### GIVEN INSTRUCTION
Locate the line that contains "One pin marks each instance of the chandelier chain.". Reproduce it and all following lines up to the end of the material, exactly and with nothing added.
==== RECORD SET
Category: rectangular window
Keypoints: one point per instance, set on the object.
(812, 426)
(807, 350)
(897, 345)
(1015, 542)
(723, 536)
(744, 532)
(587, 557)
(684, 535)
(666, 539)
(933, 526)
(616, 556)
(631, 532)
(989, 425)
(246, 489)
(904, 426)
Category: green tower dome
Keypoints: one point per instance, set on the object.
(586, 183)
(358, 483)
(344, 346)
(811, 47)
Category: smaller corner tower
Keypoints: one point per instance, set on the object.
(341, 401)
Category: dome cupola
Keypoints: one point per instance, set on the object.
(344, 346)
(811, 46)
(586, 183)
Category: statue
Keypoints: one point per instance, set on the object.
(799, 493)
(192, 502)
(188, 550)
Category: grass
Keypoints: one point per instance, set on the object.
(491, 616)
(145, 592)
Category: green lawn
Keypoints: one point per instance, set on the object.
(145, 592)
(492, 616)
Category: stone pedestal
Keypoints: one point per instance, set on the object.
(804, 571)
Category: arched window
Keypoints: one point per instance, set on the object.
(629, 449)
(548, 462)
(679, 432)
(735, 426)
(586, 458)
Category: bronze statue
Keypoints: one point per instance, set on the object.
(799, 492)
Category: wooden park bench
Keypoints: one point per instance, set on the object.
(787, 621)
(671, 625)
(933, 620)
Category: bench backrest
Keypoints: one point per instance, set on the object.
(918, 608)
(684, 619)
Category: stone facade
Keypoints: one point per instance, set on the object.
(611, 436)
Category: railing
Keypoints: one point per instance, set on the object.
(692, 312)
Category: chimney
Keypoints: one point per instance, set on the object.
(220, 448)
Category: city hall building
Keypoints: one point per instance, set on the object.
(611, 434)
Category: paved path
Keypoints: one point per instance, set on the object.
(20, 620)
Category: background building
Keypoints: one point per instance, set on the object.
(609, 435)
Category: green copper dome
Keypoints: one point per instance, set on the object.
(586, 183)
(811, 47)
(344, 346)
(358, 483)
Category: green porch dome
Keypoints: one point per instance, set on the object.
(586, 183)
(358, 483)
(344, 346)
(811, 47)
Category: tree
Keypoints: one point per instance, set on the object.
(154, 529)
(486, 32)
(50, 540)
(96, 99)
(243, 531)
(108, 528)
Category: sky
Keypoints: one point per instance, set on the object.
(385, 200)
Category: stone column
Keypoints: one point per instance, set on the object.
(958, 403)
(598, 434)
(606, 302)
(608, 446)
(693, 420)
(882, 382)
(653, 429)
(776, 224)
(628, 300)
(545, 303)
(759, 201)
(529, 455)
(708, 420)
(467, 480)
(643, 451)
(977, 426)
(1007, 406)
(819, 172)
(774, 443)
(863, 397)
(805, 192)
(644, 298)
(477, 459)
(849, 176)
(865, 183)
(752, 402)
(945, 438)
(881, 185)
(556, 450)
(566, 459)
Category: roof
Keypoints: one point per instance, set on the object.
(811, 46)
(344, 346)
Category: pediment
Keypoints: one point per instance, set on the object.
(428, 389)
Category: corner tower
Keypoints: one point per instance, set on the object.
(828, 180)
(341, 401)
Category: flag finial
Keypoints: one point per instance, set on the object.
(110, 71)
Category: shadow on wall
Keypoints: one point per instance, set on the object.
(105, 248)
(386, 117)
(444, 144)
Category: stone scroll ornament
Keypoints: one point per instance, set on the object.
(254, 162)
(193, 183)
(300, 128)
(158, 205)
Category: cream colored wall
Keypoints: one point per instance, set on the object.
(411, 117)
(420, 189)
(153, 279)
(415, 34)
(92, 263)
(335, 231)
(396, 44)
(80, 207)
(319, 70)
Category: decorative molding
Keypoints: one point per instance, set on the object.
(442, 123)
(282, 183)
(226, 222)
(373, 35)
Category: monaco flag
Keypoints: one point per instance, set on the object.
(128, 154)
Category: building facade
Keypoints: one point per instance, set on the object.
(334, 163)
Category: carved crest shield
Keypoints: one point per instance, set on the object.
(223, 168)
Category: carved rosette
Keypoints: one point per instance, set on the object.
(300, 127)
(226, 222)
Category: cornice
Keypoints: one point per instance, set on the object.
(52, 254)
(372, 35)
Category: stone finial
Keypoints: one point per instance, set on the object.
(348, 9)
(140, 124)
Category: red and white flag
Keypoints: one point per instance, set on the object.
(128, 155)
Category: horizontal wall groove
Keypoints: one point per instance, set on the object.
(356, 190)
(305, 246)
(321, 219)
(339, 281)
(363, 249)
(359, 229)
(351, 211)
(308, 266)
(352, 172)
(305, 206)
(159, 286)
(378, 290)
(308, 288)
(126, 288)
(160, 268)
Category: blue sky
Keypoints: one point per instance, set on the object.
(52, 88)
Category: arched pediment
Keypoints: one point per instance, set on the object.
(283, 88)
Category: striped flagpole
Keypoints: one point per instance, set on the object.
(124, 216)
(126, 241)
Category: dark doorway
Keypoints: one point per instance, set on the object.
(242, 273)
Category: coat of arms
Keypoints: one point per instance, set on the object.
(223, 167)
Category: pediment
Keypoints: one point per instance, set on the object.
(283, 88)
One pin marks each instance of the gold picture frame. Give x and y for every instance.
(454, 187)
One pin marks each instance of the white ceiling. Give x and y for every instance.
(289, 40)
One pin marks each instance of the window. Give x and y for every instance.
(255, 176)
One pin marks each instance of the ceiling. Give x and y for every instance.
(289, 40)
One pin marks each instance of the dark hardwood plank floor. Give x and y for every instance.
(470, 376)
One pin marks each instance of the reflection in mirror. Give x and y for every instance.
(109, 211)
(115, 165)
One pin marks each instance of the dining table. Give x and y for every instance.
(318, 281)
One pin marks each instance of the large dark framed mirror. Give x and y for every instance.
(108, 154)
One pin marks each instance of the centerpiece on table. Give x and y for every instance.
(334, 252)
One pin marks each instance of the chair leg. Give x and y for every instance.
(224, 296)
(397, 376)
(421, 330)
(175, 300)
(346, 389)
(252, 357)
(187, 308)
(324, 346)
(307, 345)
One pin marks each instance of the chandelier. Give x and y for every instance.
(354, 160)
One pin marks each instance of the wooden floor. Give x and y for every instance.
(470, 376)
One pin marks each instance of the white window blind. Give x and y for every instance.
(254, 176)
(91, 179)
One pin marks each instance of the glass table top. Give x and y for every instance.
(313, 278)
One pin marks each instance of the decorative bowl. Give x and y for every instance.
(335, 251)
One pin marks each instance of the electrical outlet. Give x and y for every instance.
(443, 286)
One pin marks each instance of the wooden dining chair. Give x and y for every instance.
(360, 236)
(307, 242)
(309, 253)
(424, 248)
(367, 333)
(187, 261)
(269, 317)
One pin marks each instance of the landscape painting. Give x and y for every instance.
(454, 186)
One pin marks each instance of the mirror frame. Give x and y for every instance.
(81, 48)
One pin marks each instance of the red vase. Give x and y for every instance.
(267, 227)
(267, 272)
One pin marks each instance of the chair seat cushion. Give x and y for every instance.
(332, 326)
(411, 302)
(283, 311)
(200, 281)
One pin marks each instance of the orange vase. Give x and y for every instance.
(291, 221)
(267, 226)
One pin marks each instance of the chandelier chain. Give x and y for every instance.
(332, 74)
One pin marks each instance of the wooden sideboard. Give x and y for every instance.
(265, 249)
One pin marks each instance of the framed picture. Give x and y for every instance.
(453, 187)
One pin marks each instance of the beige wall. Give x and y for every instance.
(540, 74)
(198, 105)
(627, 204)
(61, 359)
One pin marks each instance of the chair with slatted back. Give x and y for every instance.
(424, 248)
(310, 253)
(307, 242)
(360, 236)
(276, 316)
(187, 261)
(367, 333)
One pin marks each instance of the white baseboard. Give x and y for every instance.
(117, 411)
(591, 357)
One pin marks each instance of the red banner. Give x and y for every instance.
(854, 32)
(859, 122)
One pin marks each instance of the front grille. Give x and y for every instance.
========
### IN RESPONSE
One pin marks each instance of the chandelier chain. Give x and y for every instance.
(332, 74)
One pin marks each instance of the wooden sideboard. Give x and y for every instance.
(265, 249)
One pin marks each instance of the framed picture. Give x and y for every instance.
(453, 187)
One pin marks each instance of the beige wall. Give x and y for every instance.
(540, 74)
(198, 105)
(627, 204)
(61, 359)
One pin marks each instance of the chair with slatted back. Give x and y for every instance.
(424, 248)
(310, 253)
(307, 242)
(360, 236)
(276, 316)
(187, 261)
(367, 333)
One pin marks each instance of the white baseboard. Give x and y for every instance.
(117, 411)
(591, 357)
One pin marks each instance of the red banner. Give x and y for every instance.
(854, 32)
(859, 122)
One pin marks each instance of the front grille. Give x and y for every instance.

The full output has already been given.